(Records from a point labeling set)
================

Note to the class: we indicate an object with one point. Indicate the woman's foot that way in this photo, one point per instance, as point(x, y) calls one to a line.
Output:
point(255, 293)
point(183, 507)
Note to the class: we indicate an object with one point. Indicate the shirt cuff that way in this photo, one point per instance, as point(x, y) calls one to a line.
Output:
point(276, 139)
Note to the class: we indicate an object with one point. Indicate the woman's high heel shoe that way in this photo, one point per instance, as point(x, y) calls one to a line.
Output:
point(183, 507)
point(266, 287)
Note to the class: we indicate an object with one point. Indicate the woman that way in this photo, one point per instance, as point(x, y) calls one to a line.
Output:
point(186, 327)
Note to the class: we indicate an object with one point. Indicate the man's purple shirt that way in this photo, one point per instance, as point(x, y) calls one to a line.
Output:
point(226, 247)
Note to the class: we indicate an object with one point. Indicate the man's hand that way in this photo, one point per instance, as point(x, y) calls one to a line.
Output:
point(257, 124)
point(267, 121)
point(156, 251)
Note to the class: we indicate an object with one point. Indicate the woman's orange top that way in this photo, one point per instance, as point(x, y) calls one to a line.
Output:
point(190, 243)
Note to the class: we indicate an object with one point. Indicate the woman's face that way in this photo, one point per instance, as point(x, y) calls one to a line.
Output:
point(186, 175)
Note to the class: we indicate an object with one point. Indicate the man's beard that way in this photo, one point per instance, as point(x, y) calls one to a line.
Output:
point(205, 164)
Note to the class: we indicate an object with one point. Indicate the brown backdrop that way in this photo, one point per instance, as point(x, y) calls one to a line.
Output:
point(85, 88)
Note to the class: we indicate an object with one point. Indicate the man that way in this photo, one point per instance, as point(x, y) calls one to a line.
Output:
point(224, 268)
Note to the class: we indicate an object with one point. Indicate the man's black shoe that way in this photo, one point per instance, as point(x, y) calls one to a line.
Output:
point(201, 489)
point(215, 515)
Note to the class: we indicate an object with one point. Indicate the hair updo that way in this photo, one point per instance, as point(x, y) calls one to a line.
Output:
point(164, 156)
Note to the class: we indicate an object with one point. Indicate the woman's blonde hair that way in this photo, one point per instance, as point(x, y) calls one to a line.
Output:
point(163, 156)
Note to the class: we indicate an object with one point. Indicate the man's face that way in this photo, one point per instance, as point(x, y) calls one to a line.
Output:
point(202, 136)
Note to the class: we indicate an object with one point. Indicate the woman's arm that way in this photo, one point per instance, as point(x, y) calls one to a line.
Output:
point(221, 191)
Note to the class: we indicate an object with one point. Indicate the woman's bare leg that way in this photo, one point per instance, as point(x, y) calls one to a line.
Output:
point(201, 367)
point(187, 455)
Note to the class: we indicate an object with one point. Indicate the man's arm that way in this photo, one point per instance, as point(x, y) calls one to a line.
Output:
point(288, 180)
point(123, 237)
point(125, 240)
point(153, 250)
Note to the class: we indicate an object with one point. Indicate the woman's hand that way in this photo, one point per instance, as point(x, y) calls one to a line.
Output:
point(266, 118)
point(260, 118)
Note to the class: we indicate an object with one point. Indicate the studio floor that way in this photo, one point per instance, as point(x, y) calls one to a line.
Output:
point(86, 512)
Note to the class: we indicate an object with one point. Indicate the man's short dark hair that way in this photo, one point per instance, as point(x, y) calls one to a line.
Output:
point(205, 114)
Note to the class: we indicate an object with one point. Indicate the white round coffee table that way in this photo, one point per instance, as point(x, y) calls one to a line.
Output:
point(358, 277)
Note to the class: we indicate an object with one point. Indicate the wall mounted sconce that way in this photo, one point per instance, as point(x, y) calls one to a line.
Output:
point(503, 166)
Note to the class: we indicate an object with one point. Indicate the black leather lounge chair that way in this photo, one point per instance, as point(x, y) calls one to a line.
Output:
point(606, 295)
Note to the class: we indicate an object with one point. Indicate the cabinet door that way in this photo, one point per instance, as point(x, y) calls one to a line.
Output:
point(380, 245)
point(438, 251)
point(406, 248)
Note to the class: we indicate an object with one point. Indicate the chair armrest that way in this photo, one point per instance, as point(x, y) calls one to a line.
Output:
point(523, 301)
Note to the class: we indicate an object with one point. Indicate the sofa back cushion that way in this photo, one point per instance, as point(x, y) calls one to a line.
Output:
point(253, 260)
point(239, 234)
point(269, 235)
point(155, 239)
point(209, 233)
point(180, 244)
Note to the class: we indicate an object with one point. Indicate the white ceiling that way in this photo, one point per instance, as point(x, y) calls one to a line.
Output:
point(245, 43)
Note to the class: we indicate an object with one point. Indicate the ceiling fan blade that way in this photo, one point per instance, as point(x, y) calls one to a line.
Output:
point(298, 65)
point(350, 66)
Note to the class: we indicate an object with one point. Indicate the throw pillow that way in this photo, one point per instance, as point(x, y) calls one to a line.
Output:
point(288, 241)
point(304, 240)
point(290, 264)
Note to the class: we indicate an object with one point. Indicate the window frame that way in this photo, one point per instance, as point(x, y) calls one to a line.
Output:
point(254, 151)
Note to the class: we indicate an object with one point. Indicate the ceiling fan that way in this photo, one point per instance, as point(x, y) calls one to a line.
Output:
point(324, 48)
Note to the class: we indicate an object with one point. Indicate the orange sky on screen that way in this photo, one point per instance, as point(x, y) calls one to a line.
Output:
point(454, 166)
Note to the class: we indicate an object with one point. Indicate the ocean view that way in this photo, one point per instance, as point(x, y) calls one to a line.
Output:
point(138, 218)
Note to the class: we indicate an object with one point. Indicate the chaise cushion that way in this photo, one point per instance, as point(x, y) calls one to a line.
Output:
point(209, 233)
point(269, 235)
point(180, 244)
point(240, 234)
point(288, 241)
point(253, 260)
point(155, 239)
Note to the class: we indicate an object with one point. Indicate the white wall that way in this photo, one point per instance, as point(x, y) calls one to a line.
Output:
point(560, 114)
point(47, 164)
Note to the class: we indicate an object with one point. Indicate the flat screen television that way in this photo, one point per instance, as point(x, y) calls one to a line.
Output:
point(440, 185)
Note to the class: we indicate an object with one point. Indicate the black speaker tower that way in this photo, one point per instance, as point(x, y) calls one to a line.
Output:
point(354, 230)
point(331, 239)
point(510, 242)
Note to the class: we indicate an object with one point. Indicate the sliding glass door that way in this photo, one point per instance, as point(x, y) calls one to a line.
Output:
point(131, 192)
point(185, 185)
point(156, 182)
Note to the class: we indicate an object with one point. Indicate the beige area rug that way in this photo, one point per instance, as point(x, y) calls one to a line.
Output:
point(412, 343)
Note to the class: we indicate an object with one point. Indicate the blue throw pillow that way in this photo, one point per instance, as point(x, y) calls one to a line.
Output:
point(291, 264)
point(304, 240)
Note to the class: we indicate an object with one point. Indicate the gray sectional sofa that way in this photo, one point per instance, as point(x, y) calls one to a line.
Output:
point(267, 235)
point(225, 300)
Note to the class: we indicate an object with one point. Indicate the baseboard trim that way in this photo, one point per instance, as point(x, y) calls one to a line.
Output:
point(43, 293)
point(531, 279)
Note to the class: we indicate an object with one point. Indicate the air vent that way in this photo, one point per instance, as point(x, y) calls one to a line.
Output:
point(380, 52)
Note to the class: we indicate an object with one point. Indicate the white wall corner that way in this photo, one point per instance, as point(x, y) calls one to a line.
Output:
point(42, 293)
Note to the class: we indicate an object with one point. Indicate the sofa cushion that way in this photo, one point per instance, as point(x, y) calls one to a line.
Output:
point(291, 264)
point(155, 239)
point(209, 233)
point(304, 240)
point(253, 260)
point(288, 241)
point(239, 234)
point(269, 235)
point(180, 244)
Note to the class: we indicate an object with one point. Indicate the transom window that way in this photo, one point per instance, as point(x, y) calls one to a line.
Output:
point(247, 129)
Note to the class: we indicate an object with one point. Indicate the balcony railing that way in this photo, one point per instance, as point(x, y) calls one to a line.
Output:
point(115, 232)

================

_TASK REQUIREMENTS_: Scale the data starting with the line with "the man's face" and going on through the line with "point(503, 166)", both included, and write those lines out again, requests too. Multiply every point coordinate in the answers by 0.8 and round to whole numbers, with halves going up.

_CORRECT ANSWER_:
Note to the class: we indicate an object with one point. Indicate the man's face that way in this photo, one point per instance, as point(x, y) calls one to a line.
Output:
point(162, 109)
Note to the class: we indicate an object with one point. Indicate the woman's arm that way in this photo, one point per instance, as point(x, y) calls one to a line.
Output:
point(177, 153)
Note to the class: we indicate an object with one point. Indicate the woman's bare leg that way in this photo, one point per instance, as point(x, y) calls one to a line.
Output:
point(161, 294)
point(150, 364)
Note to the class: we indicate an object with one point. Indicate the man's arm that way in this photo, one point per instance, as point(x, y) calls one to a line.
Output:
point(230, 144)
point(98, 190)
point(100, 192)
point(122, 200)
Note to the class: we indicate an object with one point. Indicate the woman's hand that way in this photo, one point per instance, as point(x, y) calls one to a line.
Output:
point(213, 94)
point(208, 94)
Note to the class: we indicate an object with one point. Indicate the studio floor that way in this photo, one point per instance, as point(x, y) calls one to a line.
Output:
point(69, 410)
Note to the class: we indicate an object with one point. Indicate the man's short dark hair that way in this photo, one point per instance, as point(x, y) calls one to a line.
Output:
point(164, 91)
Note to the class: we indicate an object with one point. Indicate the white round coffee table that way in this photo, one point per instance, as point(x, y) calls one to a line.
Output:
point(286, 222)
Note to the class: we indicate an object with one point. Indicate the wall mounted sconce that way in this photo, one point per instance, as point(x, y) calls one to a line.
Output:
point(402, 133)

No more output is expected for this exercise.